REQUIRED TASKS
a) Reproduce the passage about Cody word for word, everything from "Over the past" down to "of the time.".
b) Say whether each statement agrees with the passage about Cody. Answer yes or no and quote the deciding words: (i) Cody is four years old. (ii) Earning a leg requires a score of one hundred and ninety points. (iii) Cody and the writer practice only during lessons.
c) List every dog named in the passage about Cody.

(TEXT FOR ANALYSIS begins)

A second chance is one of the most miraculous and elusive gifts we can give. But why is it so hard to forgive–not only the ways in which we let others down, but also the ways in which we disappoint ourselves?
Over the past two years, there has been an aspect of my life in which I have been unable to give myself a break. Worse, by being so hard on myself, I let down someone else who is very important to me. Cody. Four years old, he is my “middle” Dalmatian–bookended on either side by his mother, Breeze, and his younger brother, Mac. He is sweet, cuddly, smart, bossy with the other two, and listens to me only some of the time.
In addition to having him as my secret favorite in our pack, I show him in the Obedience ring. Obedience is a series of performance classes in which the dog and handler work as a team. At our level, Cody and I must execute a series of difficult exercises in sync with each other: heeling patterns; figure eights; a recall with a full body drop by him on my signal; a dumbbell retrieve over the high jump; and a broad jump with a one hundred and eighty degree turn at the finish; and finally, a sit and stay that lasts for three minutes, followed by a down and stay of five minutes, in a line-up of the other competing (and unpredictable) dogs–and with me totally out of sight.
To pass and thus earn a “leg,” the required score is one hundred and seventy points out of a perfect two hundred. Three legs earn the dog one of the many obedience titles. Sometimes, dogs train for years to achieve these. Cody and I practice every day in the driveway, enjoying each other to the max, and take lessons as well. In his three years of showing, he has earned scores in the mid and upper 190’s, earned two titles and two further legs, and is thought by many to be a very good working dog. He trots along by my side, looking happy, with his tail wagging hard.

(TEXT FOR ANALYSIS ends)
(DATA begins)

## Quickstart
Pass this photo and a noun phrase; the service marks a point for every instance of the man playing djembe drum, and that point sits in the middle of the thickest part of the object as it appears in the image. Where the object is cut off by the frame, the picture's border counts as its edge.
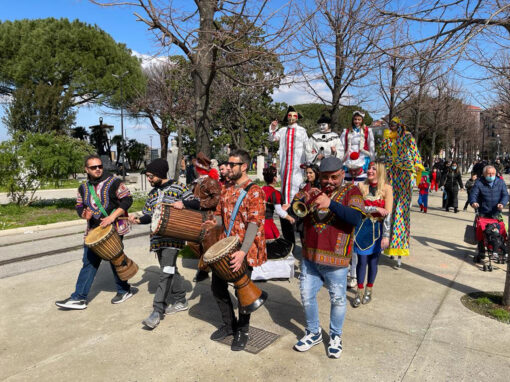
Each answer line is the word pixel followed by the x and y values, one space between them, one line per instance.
pixel 170 296
pixel 207 190
pixel 248 226
pixel 328 230
pixel 116 200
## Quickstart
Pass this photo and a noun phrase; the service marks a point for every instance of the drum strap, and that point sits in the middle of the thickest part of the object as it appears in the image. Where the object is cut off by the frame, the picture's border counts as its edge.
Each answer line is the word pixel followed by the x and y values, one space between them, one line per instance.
pixel 242 195
pixel 97 200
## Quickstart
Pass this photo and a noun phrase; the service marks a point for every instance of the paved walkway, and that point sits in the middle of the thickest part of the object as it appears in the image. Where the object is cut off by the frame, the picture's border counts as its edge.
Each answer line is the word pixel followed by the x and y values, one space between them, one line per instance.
pixel 415 329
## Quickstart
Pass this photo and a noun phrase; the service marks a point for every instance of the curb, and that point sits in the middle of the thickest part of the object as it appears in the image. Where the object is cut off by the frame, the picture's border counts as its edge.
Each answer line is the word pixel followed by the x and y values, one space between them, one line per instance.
pixel 47 227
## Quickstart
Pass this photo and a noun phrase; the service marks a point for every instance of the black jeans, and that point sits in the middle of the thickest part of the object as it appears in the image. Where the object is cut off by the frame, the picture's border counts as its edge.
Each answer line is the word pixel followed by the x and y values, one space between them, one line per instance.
pixel 219 287
pixel 170 289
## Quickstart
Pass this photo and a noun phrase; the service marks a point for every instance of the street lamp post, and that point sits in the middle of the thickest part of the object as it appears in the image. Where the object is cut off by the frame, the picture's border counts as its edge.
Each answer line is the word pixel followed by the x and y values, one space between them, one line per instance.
pixel 122 156
pixel 499 142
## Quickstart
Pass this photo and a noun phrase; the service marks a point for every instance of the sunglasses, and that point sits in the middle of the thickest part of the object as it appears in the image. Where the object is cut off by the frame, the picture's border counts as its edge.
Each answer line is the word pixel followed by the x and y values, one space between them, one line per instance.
pixel 233 164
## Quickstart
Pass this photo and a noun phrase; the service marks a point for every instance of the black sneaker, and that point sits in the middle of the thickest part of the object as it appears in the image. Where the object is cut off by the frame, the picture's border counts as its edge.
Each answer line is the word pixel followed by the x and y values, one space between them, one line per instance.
pixel 70 303
pixel 121 297
pixel 222 333
pixel 200 276
pixel 240 341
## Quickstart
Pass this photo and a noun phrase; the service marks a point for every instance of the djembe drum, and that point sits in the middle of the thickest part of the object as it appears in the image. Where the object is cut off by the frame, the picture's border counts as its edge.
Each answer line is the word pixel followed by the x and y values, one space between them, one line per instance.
pixel 182 224
pixel 218 258
pixel 106 243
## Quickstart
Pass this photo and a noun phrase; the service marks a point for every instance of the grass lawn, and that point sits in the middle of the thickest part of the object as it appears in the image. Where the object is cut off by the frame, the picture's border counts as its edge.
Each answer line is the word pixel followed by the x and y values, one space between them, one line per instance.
pixel 45 212
pixel 69 183
pixel 487 304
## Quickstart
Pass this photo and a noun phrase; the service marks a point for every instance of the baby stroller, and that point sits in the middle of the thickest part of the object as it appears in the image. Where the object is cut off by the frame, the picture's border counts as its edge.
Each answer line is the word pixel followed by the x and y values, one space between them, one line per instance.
pixel 491 236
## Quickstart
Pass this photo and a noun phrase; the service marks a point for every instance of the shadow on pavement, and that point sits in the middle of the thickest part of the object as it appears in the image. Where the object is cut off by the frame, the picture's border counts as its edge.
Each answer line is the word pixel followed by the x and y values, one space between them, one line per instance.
pixel 452 249
pixel 452 284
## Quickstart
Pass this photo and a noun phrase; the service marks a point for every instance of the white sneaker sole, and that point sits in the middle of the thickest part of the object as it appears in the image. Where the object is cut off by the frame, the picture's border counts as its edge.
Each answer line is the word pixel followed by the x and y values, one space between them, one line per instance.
pixel 303 349
pixel 176 311
pixel 127 297
pixel 71 307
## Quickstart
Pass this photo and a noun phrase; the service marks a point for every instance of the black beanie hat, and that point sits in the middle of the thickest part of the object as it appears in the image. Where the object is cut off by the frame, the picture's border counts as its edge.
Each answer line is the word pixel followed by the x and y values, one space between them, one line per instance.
pixel 158 167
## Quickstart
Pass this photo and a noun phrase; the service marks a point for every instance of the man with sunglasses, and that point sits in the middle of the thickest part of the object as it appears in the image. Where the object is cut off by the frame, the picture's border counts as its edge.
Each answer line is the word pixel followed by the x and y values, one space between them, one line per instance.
pixel 248 226
pixel 170 296
pixel 293 141
pixel 328 230
pixel 115 200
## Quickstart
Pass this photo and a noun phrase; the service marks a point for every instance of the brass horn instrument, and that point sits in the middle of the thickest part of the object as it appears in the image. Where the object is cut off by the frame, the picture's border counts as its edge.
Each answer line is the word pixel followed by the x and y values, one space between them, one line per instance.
pixel 301 208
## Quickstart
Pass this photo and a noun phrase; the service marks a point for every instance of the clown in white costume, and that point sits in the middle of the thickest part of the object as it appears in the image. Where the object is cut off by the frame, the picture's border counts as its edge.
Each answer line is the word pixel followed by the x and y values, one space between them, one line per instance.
pixel 324 143
pixel 357 144
pixel 293 140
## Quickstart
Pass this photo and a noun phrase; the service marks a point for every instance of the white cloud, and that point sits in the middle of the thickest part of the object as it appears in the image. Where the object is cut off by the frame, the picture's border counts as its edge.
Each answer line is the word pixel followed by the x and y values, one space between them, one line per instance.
pixel 148 60
pixel 297 92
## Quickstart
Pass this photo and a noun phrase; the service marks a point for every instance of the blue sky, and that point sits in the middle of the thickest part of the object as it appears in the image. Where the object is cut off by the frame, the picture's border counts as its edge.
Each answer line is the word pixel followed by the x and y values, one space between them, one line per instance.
pixel 120 23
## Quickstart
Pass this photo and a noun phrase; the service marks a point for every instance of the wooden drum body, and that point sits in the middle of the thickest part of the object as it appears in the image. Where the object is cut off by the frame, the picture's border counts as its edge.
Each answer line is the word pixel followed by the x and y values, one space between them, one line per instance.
pixel 182 224
pixel 218 258
pixel 107 244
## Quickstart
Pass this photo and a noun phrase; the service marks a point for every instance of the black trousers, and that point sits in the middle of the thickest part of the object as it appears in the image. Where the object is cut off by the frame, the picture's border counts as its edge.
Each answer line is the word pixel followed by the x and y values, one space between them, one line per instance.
pixel 170 289
pixel 219 287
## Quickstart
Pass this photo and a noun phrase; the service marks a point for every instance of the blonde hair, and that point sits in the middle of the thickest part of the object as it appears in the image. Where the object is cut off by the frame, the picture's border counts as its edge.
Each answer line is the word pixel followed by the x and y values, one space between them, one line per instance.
pixel 381 181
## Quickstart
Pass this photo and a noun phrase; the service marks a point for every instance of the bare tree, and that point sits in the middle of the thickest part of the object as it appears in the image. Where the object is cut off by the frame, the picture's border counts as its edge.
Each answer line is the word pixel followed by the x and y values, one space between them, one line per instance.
pixel 196 31
pixel 450 20
pixel 167 101
pixel 341 47
pixel 393 71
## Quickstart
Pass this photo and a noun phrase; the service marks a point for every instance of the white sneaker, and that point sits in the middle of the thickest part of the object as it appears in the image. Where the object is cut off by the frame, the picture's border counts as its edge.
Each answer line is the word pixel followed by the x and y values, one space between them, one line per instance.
pixel 310 339
pixel 335 346
pixel 69 303
pixel 177 307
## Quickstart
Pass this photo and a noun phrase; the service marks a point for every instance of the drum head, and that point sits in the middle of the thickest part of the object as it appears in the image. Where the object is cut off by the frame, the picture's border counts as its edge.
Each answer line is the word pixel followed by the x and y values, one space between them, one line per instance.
pixel 97 234
pixel 221 248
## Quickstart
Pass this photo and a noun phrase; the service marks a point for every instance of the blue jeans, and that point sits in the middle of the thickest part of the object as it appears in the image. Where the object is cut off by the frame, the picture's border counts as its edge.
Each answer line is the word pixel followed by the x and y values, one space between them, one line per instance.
pixel 313 276
pixel 88 272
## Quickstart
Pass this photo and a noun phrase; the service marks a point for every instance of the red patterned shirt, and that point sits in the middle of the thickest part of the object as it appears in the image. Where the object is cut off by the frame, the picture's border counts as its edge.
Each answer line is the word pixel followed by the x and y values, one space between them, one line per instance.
pixel 252 210
pixel 328 240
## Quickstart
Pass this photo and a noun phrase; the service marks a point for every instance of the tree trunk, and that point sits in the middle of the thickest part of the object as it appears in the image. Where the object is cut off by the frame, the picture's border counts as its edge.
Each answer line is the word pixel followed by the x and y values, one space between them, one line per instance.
pixel 433 148
pixel 506 293
pixel 177 171
pixel 203 74
pixel 163 140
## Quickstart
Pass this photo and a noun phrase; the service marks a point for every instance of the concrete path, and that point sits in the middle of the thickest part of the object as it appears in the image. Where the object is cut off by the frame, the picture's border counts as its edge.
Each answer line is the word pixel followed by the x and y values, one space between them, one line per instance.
pixel 415 329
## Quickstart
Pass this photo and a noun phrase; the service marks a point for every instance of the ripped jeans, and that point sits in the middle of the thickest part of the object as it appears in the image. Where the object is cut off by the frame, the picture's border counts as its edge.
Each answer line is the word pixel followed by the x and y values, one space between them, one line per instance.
pixel 313 276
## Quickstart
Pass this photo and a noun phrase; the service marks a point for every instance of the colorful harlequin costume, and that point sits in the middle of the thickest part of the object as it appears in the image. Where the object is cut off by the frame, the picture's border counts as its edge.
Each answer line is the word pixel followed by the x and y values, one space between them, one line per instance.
pixel 403 163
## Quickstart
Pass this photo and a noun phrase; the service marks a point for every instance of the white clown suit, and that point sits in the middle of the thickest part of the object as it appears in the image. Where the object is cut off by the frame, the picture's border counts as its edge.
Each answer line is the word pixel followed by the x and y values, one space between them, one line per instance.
pixel 293 140
pixel 360 141
pixel 320 143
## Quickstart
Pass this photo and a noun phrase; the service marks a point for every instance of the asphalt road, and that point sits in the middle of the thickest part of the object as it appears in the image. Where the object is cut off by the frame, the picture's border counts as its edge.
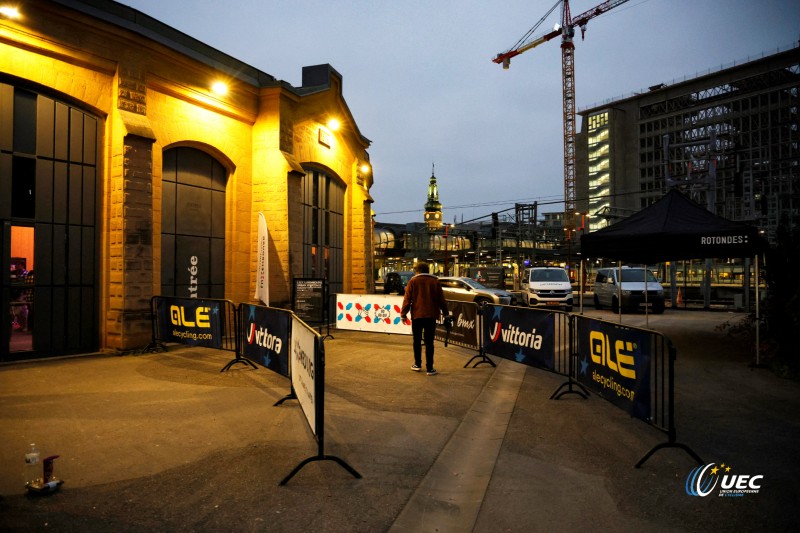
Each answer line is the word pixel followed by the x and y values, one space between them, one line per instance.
pixel 165 442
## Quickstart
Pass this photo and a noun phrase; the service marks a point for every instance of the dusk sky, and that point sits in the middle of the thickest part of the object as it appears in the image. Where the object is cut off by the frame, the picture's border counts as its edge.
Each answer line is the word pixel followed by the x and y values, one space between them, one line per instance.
pixel 419 80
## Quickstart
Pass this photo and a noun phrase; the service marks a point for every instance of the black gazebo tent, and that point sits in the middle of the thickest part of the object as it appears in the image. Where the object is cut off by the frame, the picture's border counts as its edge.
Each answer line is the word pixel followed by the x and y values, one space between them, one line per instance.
pixel 673 228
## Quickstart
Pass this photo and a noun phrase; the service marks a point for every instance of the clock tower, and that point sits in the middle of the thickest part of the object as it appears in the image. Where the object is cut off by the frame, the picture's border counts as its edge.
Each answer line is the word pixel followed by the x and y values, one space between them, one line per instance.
pixel 433 209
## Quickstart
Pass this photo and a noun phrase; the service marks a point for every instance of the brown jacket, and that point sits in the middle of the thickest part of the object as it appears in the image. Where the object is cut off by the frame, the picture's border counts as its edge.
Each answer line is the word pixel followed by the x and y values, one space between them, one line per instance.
pixel 424 297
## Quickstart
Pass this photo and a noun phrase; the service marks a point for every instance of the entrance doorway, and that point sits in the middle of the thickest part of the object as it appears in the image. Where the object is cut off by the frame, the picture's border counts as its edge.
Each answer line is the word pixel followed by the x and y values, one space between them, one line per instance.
pixel 48 235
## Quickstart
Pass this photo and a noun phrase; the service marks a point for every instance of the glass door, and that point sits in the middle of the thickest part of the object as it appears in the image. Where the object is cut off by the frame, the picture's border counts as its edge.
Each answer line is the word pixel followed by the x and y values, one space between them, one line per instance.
pixel 21 289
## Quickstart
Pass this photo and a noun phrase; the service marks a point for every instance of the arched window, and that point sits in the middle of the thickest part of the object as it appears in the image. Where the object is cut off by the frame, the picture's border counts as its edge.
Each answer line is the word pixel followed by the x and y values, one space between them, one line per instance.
pixel 323 229
pixel 192 225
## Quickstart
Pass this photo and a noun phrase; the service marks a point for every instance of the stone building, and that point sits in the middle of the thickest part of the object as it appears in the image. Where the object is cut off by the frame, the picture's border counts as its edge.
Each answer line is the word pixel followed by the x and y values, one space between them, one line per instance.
pixel 134 161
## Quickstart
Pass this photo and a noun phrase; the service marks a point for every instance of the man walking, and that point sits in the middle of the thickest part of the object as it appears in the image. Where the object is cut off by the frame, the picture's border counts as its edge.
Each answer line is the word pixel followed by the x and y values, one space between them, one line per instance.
pixel 425 299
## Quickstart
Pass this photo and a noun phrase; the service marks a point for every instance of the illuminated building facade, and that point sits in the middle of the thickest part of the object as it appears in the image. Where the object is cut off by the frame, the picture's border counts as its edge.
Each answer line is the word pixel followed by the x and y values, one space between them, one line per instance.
pixel 729 139
pixel 134 161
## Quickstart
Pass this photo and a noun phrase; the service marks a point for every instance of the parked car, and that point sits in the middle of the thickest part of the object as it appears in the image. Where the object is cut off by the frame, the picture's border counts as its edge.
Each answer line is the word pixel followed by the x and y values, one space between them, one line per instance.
pixel 469 290
pixel 396 282
pixel 547 286
pixel 606 291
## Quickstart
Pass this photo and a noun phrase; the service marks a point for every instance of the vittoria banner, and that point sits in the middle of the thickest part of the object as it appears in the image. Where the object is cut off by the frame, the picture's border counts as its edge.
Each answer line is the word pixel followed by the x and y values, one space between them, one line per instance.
pixel 266 337
pixel 190 321
pixel 520 335
pixel 371 312
pixel 615 363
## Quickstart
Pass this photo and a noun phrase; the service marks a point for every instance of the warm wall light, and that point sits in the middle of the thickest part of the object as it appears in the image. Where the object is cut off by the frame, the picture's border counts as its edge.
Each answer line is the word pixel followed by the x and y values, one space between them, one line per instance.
pixel 9 12
pixel 220 88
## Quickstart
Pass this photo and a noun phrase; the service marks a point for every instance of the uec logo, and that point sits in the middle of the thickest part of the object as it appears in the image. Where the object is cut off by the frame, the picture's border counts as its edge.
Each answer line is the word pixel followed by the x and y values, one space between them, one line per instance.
pixel 702 481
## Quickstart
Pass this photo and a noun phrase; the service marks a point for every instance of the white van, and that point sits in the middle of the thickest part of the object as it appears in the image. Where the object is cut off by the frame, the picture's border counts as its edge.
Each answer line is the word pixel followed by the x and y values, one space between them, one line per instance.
pixel 547 286
pixel 632 289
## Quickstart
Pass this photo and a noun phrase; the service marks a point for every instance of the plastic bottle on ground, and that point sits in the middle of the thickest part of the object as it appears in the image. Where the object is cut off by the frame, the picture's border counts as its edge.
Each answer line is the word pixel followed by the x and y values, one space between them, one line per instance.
pixel 33 468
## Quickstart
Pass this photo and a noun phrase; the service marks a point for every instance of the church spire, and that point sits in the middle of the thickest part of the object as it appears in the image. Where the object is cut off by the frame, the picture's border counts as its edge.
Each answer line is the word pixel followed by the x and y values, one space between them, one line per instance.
pixel 433 208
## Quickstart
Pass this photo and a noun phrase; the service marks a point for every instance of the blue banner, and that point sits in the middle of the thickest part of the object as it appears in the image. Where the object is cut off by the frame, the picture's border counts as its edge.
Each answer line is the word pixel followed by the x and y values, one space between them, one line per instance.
pixel 191 321
pixel 519 334
pixel 614 362
pixel 266 337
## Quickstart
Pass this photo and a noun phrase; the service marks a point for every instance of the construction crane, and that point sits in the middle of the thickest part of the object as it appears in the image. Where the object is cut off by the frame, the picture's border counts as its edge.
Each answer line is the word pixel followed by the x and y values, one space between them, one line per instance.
pixel 567 31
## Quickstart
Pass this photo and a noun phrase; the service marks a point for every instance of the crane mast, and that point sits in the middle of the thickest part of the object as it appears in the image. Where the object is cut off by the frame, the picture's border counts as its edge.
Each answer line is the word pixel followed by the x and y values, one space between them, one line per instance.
pixel 567 32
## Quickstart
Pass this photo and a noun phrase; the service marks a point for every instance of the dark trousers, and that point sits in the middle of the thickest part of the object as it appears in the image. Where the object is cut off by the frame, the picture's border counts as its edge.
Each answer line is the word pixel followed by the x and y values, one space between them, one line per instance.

(DATA ends)

REPLIES
a)
Over the past two years, there has been an aspect of my life in which I have been unable to give myself a break. Worse, by being so hard on myself, I let down someone else who is very important to me. Cody. Four years old, he is my “middle” Dalmatian–bookended on either side by his mother, Breeze, and his younger brother, Mac. He is sweet, cuddly, smart, bossy with the other two, and listens to me only some of the time.

b)
(i) Yes: "Four years old, he is my “middle” Dalmatian"
(ii) No: "the required score is one hundred and seventy points out of a perfect two hundred"
(iii) No: "Cody and I practice every day in the driveway, enjoying each other to the max, and take lessons as well"

c) Cody, Breeze, Mac